Problem statement: Revise the material below by replacing "separate parts" with "disconnected regions" and keep every other part the same.

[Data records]
** start **
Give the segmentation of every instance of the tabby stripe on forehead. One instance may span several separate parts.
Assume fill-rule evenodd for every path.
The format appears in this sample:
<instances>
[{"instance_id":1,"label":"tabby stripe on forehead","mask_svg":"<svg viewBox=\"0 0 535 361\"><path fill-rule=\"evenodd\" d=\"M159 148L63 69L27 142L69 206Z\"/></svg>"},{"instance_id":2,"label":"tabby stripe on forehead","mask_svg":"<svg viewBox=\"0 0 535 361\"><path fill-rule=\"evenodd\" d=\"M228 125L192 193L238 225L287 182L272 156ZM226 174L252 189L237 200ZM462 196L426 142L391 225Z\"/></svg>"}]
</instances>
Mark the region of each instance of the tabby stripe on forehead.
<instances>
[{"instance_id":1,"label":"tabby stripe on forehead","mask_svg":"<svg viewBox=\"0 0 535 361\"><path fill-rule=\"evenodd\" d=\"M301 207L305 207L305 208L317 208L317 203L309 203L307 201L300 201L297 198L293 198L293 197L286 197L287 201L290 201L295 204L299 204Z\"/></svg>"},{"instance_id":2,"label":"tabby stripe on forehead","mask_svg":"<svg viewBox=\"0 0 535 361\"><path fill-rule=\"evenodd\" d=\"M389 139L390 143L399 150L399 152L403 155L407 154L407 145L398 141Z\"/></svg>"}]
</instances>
** end **
Output:
Give the segmentation of every instance of the tabby stripe on forehead. One instance may span several disconnected regions.
Assume fill-rule evenodd for every path.
The format appears in this sample:
<instances>
[{"instance_id":1,"label":"tabby stripe on forehead","mask_svg":"<svg viewBox=\"0 0 535 361\"><path fill-rule=\"evenodd\" d=\"M159 148L63 69L27 142L69 206Z\"/></svg>"},{"instance_id":2,"label":"tabby stripe on forehead","mask_svg":"<svg viewBox=\"0 0 535 361\"><path fill-rule=\"evenodd\" d=\"M228 125L192 193L238 225L287 182L272 156ZM226 174L252 189L237 200ZM462 196L426 142L391 225Z\"/></svg>"}]
</instances>
Mark the region of each instance of the tabby stripe on forehead.
<instances>
[{"instance_id":1,"label":"tabby stripe on forehead","mask_svg":"<svg viewBox=\"0 0 535 361\"><path fill-rule=\"evenodd\" d=\"M301 207L305 207L305 208L317 208L317 203L309 203L307 201L300 201L297 198L293 198L293 197L286 197L287 201L290 201L295 204L299 204Z\"/></svg>"},{"instance_id":2,"label":"tabby stripe on forehead","mask_svg":"<svg viewBox=\"0 0 535 361\"><path fill-rule=\"evenodd\" d=\"M389 139L390 143L399 150L399 152L403 155L407 154L407 145L398 141Z\"/></svg>"}]
</instances>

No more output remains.